### What the task asks:
Give every entry again, exactly.
********************
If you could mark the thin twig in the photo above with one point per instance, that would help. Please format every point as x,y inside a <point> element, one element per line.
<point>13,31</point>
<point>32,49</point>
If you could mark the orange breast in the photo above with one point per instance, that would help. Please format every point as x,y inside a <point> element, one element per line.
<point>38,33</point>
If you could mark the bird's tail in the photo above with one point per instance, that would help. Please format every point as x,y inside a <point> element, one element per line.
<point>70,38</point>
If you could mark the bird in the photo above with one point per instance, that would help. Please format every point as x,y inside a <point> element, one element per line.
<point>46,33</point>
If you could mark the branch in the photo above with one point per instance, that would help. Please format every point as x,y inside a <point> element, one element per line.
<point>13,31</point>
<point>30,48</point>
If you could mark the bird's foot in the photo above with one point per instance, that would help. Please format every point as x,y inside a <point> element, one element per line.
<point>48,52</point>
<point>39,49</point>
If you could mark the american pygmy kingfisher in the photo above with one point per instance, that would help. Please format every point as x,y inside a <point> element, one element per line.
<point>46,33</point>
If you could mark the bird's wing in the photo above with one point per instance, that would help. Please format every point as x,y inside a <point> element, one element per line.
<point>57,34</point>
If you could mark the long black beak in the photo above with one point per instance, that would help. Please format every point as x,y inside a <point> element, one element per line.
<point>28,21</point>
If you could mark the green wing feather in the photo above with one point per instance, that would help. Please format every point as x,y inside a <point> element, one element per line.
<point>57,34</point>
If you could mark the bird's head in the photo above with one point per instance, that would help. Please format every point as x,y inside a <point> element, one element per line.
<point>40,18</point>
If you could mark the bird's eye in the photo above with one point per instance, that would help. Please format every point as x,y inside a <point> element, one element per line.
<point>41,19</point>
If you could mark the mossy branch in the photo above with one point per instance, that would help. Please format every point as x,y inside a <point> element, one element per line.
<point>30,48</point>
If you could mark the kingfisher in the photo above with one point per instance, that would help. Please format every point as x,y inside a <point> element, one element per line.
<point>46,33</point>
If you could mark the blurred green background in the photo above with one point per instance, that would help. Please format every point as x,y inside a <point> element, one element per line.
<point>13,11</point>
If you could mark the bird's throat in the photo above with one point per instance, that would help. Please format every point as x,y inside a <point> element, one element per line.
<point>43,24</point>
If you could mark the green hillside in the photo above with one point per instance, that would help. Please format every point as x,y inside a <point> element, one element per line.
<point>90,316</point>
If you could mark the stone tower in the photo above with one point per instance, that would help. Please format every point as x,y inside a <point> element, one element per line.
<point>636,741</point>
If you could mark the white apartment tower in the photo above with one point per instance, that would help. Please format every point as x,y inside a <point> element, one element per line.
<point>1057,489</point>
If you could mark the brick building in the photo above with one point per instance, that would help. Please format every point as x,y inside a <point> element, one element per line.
********************
### Exercise result:
If you could mark the thin twig in the photo above with one point per instance, that would help. Please format every point as x,y inside a <point> element, one element per line.
<point>13,31</point>
<point>32,49</point>
If you could mark the orange breast in the photo above with one point per instance, that would help. Please format every point as x,y inside a <point> element, one element per line.
<point>38,33</point>
If you could mark the bird's tail in the photo above with one point per instance, that would help. Please format every point as x,y inside a <point> element, one element per line.
<point>70,38</point>
If you could mark the bird in the photo above with one point per instance, that would help. Please format every point as x,y inside a <point> element, one element per line.
<point>46,33</point>
If you could mark the branch in the photo above with one point per instance, that would help. Please format every point as x,y inside a <point> element, one element per line.
<point>13,31</point>
<point>30,48</point>
If you could mark the bird's foot in the photo above with one point per instance, that would help. Please format every point as x,y inside a <point> element, one element per line.
<point>48,52</point>
<point>39,49</point>
If you could mark the american pygmy kingfisher in the photo above with one point per instance, that would help. Please format every point as x,y inside a <point> element, one element per line.
<point>46,33</point>
If you could mark the bird's wing in the photo above with one point per instance, that would help. Please format every point as x,y inside a <point> element, one element per line.
<point>57,34</point>
If you could mark the long black beak in the photo above with one point per instance, that would help. Please format every point as x,y inside a <point> element, one element per line.
<point>28,21</point>
If you could mark the green wing feather in the photo above with one point per instance, that would help. Please format every point as x,y inside a <point> element, one element per line.
<point>57,34</point>
If you could mark the bird's head in the photo above with one point per instance, that would help. Please format every point as x,y inside a <point> element, one element per line.
<point>40,18</point>
If you could mark the bird's eye in the photo above with one point per instance, that would help. Please format every point as x,y inside a <point> element, one element per line.
<point>41,19</point>
If you could mark the mossy branch in the photo above with one point per instance, that would help. Please format every point as x,y inside a <point> element, one element per line.
<point>30,48</point>
If you could mark the kingfisher in the photo above with one point per instance, that would help. Please format every point as x,y inside a <point> element, one element per line.
<point>46,33</point>
If you could mark the blurred green background in the photo above with one point per instance, that would help. Please format every point as x,y inside a <point> element, one element per line.
<point>13,11</point>
If you could mark the bird's throat in the photo above with one point per instance, that would help. Please format every point as x,y inside a <point> element, one element per line.
<point>43,24</point>
If you could mark the green hillside in the photo above with one point per instance, that would help. Please format every point as x,y inside a <point> element, one element per line.
<point>90,316</point>
If you could mark the stone tower in the photo above with one point per instance, that would help. Please format every point as x,y inside a <point> element, one element per line.
<point>636,741</point>
If you could mark the white apartment tower in the photo above with one point per instance, that would help. Please format every point as x,y inside a <point> element, one element per line.
<point>1057,489</point>
If you could mark the brick building in the photo above with one point per instance, that would help. Please format every point as x,y inside a <point> element, one element per line.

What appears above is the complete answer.